> [QUOTED TEXT]:
□ □ □ □ □ □ □

I think the oldest present on the TBR pile is La noche de los tiempos, which I received as a Christmas present about three years ago. Still unread because it’s very thick and I need to reserve time for it, but I am looking forward to it very much.

e - is written by a poet
There are about two hundred books in the poetry section, but that’s probably not what you meant. How about Walking home, Simon Armitage’s account of walking the Pennine Way?

f - is the most battered book in your collection - how did it get that way?
There are lots of candidates. At the moment the worst is probably my cheap 1920s edition of Round the Horn before the mast, which looks as if it could have been through what it describes, but in fact the damage is probably simply the result of fifty-five years in a school library, from which it was discarded to enter my collection (pending repair…) in 1977.

g - you go back to again and again
At the risk of boring everyone, since it creeps into every one of these list exercises, but I really do keep picking it up off the shelf: The Oxford Book of English verse 1250-1918.

h - is one of a series featuring the same main character, who is not a detective or someone of that ilk
I guess this is looking for books that are part of a series, but where we have only read one? In that case, how about The adventures of Hajji Baba of Ispahan, where I enjoyed the first book so much that I thought it would probably spoil the magic to try any of the sequels, or indeed to reread it…

i - was the basis for a favourite film
Jules et Jim. Terrible novel, great film.

□ □ □ □ □ □ □

> [DATASET]:
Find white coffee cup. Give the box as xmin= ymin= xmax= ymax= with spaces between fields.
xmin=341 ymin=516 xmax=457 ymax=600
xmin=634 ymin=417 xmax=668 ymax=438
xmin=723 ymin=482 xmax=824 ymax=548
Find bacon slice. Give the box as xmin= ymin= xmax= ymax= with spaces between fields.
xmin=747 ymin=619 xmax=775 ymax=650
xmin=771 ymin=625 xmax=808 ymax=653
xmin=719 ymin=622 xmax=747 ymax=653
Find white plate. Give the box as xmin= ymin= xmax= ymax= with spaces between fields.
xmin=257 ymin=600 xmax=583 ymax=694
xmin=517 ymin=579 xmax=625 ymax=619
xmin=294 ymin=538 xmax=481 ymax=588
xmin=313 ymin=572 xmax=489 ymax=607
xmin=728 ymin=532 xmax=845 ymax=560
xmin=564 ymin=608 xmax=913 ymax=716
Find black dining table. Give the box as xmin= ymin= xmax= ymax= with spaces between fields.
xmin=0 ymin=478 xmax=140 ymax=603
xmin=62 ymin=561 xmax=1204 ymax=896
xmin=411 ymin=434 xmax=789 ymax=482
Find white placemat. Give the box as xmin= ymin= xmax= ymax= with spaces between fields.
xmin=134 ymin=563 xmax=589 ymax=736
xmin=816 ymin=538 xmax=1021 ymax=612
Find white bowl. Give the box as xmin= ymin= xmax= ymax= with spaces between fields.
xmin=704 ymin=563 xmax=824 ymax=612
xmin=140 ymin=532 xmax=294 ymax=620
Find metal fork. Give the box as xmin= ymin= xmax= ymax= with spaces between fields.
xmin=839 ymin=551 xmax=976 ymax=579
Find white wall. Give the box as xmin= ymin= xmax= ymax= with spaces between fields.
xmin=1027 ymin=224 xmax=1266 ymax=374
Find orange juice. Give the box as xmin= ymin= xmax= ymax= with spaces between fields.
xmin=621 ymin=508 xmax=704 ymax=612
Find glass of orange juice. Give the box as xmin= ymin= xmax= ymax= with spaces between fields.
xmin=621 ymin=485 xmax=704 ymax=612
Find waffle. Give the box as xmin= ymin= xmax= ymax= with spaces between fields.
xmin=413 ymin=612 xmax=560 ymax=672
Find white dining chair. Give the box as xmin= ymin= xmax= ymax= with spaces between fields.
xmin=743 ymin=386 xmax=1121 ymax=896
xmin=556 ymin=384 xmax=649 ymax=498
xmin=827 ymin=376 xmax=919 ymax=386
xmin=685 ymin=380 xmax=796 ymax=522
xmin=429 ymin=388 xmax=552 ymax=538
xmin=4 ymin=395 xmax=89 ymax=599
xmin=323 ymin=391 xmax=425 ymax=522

□ □ □ □ □ □ □

> [SHORT TASK A]: According to the book list, how many years did the battered copy of Round the Horn before the mast spend in a school library?
> [SHORT TASK B]: From the book list, extract everything from "I think the" down to "get that way?".
> [SHORT TASK C]: Write what comes next in the book list, picking up after its final line.

> [RESPONSE A]: Fifty-five years.

> [RESPONSE B]:
I think the oldest present on the TBR pile is La noche de los tiempos, which I received as a Christmas present about three years ago. Still unread because it’s very thick and I need to reserve time for it, but I am looking forward to it very much.

e - is written by a poet
There are about two hundred books in the poetry section, but that’s probably not what you meant. How about Walking home, Simon Armitage’s account of walking the Pennine Way?

f - is the most battered book in your collection - how did it get that way?

> [RESPONSE C]:
j - you've had the longest
Difficult to know, because I haven’t been very consistent about dating things when I acquire them, but it might be the Everyman paperback of Alice in Wonderland, the one with with Carroll’s own illustrations, which I remember my father brought back from a trip to Oxford some time in the late sixties. Most of the books I had as a small child were passed on to other children, of course.

k - has a cover in your edition that you find striking
The first one that came to mind, I’m not sure why, was this Geoffrey Salter cover for P G Wodehouse’s Hot Water:

l - you've read in a second language
That gets too complicated. I’m not sure what a second language would be for me — English and German both have strong claims to be my first language, German chronologically and English on the strength of quantity of use. And everything else is at least a third language…
If you take it to mean “books you’ve read in more than one language”, I could maybe cite something like L’étranger, which I had to read in English translation for a “modern literature” course, but had already read in the original.

m - you'd love to be able to read in its original language
Eliminating things I probably could/should read in the original with a bit of work, and allowing my fantasy to run riot, I’d say anything Japanese, especially Tanizaki or Natsume Sōseki. But only if knowing the original language also meant understanding Japanese culture well enough to pick up all the subtle references.

n - has "theory" in the title, but isn't a work or textbook
Nothing. There are about ten in my list, but they are all textbooks of some kind, either physics or literature.

o - has a title with onomatopoeia
Tricky. I don’t have many children’s books, so not much chance of finding something that has “Woof-woof” or “Miaow” in the title. The Wikipedia item includes Coleridge’s “furrow followed free” as an example, so on that basis I could maybe nominate Oceano mare (a lightly less wave-like Ocean sea in English) by Alessandro Baricco.

toukokuu 16, 2:43 pm

>111 dchaikin: That one is certainly well used!

toukokuu 16, 3:09 pm

>111 dchaikin: Amazing that you’ve still got the original duct tape!

toukokuu 16, 4:05 pm

>111 dchaikin: You win!

I used to have a paperback copy of East of Eden that was in that bad a shape, but I finally broke down and replaced it!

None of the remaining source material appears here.